Below are entries. Reproduce exactly the lines between the line holding "Query: concrete retaining wall" and the line holding "Task — for every instance of the evergreen", inclusive, and only those.

(Supplied entries Opens)

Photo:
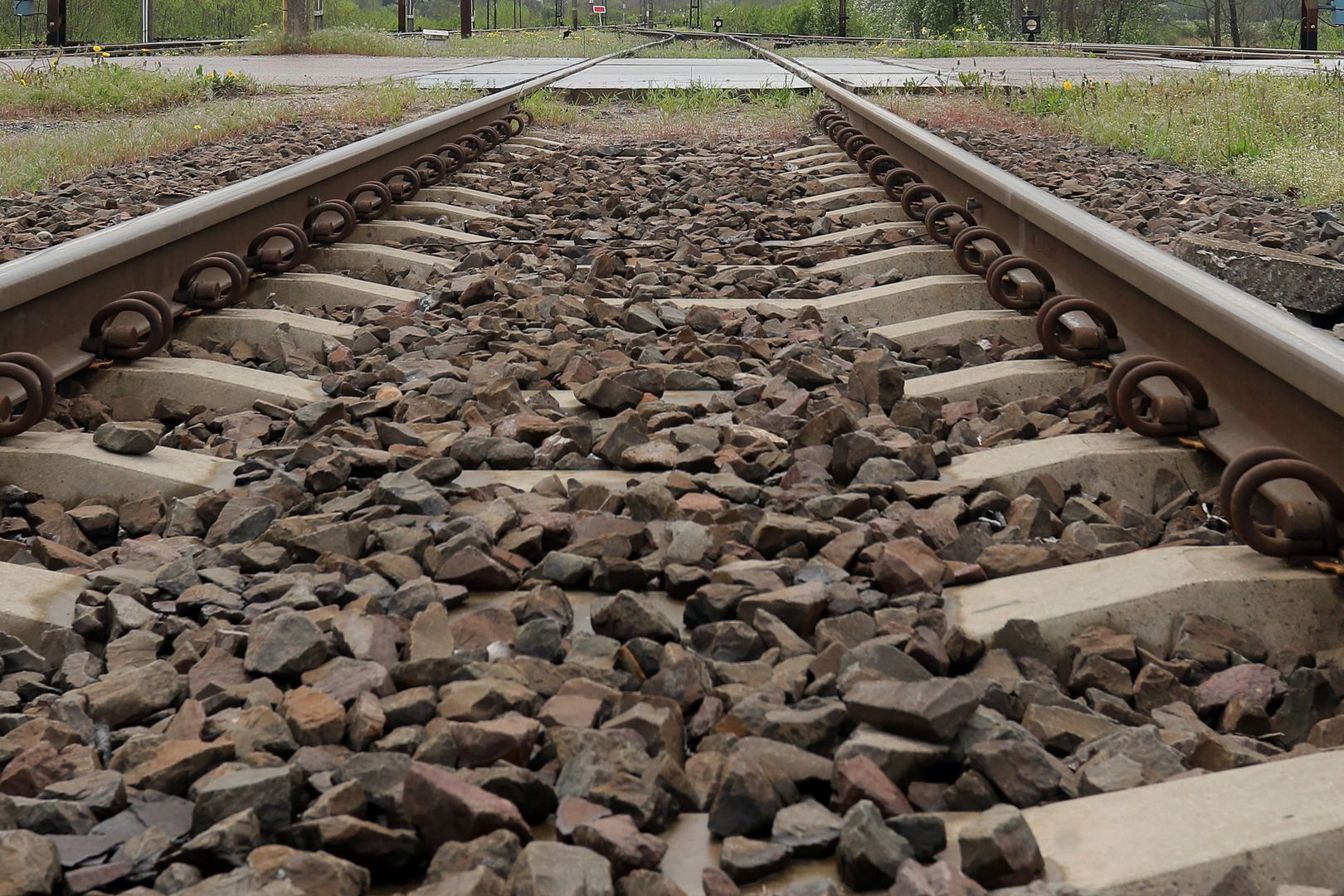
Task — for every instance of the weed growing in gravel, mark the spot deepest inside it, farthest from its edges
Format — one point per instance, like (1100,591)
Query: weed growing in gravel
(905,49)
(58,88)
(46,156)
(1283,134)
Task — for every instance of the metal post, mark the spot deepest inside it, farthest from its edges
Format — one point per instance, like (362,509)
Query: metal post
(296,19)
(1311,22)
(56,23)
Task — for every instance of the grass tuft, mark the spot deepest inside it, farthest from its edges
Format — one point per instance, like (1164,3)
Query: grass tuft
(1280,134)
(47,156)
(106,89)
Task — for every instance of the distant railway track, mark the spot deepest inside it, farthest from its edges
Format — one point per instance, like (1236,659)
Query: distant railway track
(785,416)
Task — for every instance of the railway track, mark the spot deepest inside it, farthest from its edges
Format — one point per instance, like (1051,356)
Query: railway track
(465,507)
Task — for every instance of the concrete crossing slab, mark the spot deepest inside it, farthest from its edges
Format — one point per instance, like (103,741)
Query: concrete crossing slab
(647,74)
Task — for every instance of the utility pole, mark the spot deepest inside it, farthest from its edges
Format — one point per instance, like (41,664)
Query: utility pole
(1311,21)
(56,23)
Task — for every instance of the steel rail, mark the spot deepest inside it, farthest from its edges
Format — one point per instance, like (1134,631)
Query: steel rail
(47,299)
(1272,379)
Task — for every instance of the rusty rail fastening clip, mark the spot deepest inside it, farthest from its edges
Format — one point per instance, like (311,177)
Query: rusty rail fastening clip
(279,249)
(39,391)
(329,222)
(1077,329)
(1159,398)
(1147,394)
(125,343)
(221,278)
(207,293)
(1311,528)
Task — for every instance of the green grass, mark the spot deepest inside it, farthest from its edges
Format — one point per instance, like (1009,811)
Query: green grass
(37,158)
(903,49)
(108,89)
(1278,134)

(Supplied entries Closes)
(Supplied entries Opens)

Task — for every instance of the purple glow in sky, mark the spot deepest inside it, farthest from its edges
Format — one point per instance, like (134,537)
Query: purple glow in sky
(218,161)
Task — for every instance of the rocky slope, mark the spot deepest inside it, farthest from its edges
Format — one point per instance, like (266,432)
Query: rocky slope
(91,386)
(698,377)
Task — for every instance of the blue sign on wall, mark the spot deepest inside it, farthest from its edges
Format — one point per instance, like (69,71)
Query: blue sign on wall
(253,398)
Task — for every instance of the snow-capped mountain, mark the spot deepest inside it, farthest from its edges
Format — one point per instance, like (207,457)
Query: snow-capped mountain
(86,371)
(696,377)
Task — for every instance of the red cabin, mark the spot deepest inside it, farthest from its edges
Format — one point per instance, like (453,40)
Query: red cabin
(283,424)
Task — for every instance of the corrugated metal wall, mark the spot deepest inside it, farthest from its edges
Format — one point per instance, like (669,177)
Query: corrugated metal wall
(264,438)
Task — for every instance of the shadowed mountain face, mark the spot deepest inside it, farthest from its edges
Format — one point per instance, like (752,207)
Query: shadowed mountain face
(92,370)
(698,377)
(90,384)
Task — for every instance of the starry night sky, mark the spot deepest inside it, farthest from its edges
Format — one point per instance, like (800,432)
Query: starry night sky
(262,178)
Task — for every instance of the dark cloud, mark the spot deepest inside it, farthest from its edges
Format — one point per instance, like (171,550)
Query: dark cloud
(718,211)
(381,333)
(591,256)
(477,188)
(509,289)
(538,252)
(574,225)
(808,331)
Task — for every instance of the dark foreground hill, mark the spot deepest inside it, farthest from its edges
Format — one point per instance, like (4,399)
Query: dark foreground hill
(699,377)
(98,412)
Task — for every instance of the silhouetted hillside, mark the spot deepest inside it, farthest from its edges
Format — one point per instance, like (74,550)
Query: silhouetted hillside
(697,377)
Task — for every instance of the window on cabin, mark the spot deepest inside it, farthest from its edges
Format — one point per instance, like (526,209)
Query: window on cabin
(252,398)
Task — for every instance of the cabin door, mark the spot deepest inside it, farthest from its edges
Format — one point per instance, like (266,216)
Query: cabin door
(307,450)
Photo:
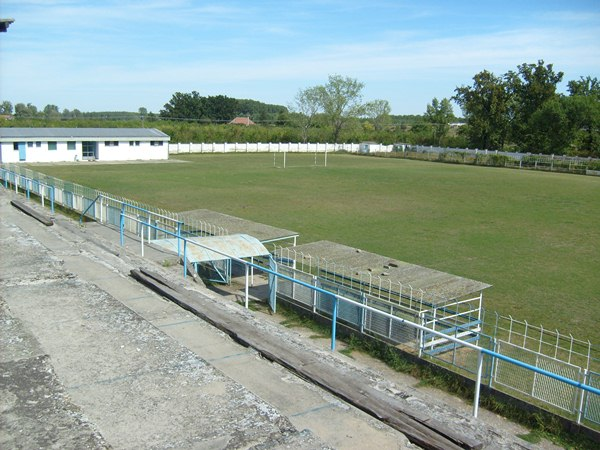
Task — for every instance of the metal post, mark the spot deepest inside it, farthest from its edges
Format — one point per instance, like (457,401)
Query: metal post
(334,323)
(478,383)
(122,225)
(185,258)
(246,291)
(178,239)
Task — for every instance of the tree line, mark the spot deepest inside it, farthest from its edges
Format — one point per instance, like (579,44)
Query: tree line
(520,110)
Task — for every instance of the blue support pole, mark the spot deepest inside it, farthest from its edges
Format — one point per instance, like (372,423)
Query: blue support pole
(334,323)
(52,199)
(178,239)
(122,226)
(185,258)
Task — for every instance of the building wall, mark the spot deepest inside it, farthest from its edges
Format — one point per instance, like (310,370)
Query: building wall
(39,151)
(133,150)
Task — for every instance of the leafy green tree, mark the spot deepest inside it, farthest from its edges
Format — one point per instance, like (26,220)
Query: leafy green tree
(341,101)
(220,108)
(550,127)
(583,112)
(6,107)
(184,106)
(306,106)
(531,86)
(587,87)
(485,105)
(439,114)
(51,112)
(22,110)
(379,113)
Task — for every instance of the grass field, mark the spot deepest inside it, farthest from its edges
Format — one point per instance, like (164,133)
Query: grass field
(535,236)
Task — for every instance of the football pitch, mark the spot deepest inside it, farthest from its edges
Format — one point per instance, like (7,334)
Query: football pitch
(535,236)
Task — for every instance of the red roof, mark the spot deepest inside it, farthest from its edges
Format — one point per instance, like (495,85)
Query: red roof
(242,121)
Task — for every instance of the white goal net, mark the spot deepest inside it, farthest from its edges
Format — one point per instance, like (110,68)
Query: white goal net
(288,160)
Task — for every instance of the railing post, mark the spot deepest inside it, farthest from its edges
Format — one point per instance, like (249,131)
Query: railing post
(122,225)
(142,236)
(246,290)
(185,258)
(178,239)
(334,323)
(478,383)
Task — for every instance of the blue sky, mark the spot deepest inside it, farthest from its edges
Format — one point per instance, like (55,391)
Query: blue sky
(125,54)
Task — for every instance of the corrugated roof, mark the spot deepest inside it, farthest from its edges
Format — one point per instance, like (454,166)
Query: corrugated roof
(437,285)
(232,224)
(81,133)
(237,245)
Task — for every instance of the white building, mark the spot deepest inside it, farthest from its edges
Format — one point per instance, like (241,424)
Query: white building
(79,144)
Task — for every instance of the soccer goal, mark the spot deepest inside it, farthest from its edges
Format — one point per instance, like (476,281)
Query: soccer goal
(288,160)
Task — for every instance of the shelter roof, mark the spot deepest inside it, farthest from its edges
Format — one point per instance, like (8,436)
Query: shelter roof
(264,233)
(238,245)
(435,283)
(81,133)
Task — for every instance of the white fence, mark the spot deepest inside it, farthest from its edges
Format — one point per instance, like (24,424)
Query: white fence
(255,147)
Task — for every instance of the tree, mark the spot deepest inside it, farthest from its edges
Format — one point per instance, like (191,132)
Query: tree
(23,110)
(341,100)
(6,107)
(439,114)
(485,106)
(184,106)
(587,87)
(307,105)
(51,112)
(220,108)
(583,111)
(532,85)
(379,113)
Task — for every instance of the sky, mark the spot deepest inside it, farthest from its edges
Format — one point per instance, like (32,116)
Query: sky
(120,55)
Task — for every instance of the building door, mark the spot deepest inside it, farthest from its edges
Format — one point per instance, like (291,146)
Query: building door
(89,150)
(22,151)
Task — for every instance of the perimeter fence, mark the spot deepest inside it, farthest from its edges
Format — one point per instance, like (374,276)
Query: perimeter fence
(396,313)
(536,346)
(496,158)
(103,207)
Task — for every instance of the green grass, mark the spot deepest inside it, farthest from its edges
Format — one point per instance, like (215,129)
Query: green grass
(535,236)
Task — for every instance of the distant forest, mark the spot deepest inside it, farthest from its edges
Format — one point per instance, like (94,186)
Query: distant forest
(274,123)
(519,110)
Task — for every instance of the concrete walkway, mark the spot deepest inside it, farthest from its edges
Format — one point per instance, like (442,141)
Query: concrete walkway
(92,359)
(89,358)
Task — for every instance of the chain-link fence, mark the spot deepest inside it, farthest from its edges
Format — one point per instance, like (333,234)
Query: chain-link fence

(Supplied entries Closes)
(Supplied entries Opens)

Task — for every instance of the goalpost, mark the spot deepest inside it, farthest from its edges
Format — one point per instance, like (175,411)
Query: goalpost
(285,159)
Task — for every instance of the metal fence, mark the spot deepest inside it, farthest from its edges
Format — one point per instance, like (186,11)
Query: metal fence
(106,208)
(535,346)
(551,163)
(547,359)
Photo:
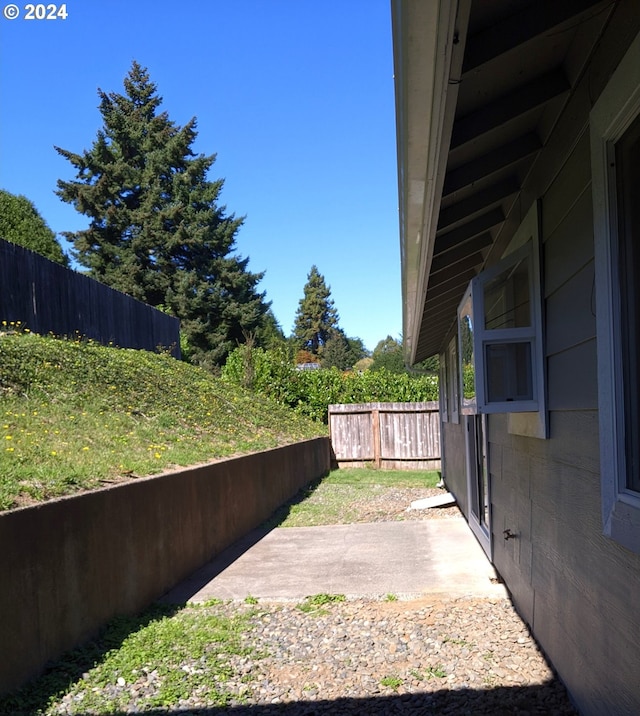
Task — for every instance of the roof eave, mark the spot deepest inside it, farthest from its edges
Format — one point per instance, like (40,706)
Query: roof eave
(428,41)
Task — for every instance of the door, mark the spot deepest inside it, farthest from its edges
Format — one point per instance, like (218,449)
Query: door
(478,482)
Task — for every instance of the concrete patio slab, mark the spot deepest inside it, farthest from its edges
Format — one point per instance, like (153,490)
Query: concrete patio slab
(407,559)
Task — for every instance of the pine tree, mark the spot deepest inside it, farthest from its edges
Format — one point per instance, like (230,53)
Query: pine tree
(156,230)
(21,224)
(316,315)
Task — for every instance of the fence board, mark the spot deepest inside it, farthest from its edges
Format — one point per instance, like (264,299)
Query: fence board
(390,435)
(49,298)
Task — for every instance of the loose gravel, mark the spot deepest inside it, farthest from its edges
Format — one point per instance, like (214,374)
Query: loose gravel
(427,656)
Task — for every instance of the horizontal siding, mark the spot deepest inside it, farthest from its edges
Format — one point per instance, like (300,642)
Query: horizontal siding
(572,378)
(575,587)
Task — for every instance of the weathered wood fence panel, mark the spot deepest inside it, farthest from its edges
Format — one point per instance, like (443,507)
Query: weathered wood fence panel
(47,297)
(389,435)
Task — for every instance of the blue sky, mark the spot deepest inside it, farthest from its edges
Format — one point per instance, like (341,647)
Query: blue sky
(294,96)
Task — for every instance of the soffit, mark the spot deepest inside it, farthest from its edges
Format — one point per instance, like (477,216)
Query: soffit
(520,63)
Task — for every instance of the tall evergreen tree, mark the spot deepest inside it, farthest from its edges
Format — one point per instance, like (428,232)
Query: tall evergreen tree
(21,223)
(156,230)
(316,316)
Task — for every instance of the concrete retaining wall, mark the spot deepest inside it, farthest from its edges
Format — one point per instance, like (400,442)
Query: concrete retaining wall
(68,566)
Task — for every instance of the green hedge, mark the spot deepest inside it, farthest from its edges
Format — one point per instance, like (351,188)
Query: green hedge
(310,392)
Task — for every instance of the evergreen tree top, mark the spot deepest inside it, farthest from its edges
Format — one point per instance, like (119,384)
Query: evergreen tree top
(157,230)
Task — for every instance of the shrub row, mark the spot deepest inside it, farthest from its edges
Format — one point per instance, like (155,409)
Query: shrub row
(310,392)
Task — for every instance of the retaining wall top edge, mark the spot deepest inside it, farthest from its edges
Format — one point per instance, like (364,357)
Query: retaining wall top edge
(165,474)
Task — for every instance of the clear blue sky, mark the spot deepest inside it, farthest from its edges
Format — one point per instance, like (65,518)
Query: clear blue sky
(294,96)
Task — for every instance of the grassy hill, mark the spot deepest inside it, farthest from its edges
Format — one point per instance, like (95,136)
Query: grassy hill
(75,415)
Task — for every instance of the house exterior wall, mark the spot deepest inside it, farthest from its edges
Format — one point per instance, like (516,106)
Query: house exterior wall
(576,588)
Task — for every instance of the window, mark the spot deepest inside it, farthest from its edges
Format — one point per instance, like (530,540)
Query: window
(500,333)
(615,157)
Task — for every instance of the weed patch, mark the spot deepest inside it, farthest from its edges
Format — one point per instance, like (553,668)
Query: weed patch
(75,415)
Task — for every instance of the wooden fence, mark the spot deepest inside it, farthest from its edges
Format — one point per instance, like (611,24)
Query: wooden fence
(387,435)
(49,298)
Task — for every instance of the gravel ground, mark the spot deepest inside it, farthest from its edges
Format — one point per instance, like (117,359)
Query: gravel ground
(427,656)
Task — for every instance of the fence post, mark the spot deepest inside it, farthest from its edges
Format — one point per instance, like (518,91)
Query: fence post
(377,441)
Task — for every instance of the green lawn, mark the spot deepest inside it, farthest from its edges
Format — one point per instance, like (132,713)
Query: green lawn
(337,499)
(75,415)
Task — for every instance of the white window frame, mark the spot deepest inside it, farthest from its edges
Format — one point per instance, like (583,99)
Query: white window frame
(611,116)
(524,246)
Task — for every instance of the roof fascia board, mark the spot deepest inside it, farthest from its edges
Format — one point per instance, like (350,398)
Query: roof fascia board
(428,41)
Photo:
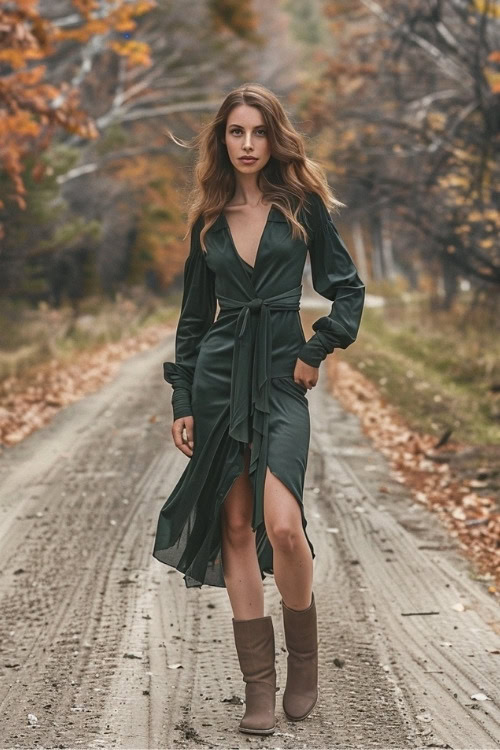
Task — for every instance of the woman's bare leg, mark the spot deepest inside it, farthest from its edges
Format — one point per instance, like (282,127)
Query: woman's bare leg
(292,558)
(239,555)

(Supplied entries Closes)

Answer to this task >>
Query: concrete retaining wall
(68,566)
Task — for every instance of the green hedge, mark the spot deepest inside it, farthest from its edges
Format — one point per instance, like (351,188)
Query: green hedge
(310,392)
Task — for every instance of the evergreen tree top, mark the spot deepest inside it, farthest from its edges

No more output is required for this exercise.